Exercise task: Carry on the text on the fundamentals of argument, starting right after its last sentence.

Source:
------------------------------------------------------------

FUNDAMENTALS OF ARGUMENT

DISTINGUISHING ARGUMENT FROM NON-ARGUMENT

An argument is present whenever one or more statements are offered to prove a further statement.

Arguments may be as long as a book or as short as a single sentence. For example: The Braves will win because Greg Maddux is pitching.

It is important to realize that passages may be argumentative (in the ordinary or broad sense), disputatious, opinionated, etc., without being an argument. A string of assertions does not alone make an argument.

There must also be present an INFERENCE RELATIONSHIP; it must be evident that the purpose of some of the statements is to directly support, back-up, prove, a further statement. This further statement is the conclusion of the argument. The supporting statements represent the evidence, as the arguer sees it, and are referred to as premises.

Every argument is an attempt to settle an issue, answer a question, or relieve doubt. For example, the issue implicit in the above argument is whether the Braves will win (a given game). The argument seeks to settle the issue, as it takes a position on it and gives a reason to support that position.

Many arguments contain INDICATOR WORDS that typically clearly indicate the presence of an inference relation. For example, "because" in the above argument indicates that a reason, a premise, will follow.

------------------------------------------------------------

Material provided:
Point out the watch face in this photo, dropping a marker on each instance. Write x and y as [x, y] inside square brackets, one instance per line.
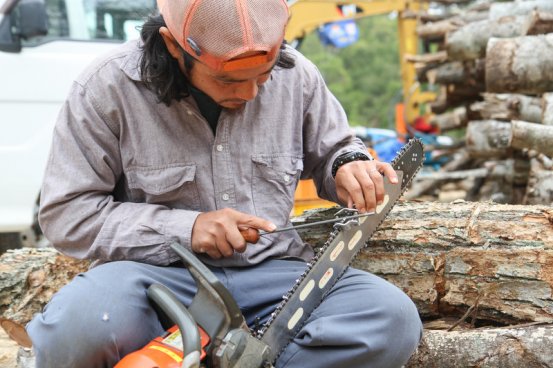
[348, 157]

------------------------------------------------------------

Task output:
A Few Premise Indicators: because, since, for.

A Few Conclusion Indicators: therefore, hence, thus, so.

Practice: Make a list of additional words and phrases that may operate as premise or conclusion indicators.

Keep in mind that these indicator words do not operate perfectly. Consider the following passage: The Braves lost because the bullpen was shaky. Is it an argument? No, it is an EXPLANATION. There is nothing here to prove; it is an obvious fact that the Braves lost. A reason is given, namely that the bullpen was shaky, but it is given to explain the fact of the loss, not to prove it. One may of course argue over the quality of the explanation, but that is another matter and does not alter the fact that the passage is an explanation.

In short, if reasons are offered to PROVE THAT a particular opinion is true or should be accepted, you have an argument. If reasons are offered to EXPLAIN WHY something is the case, why a fact or situation is as it is, then you have an explanation.

Practice: Construct two explanations.

ANALYZING AND SIMPLIFYING ARGUMENTS: WHAT ARE THE PARTS AND WHERE DO THEY FIT?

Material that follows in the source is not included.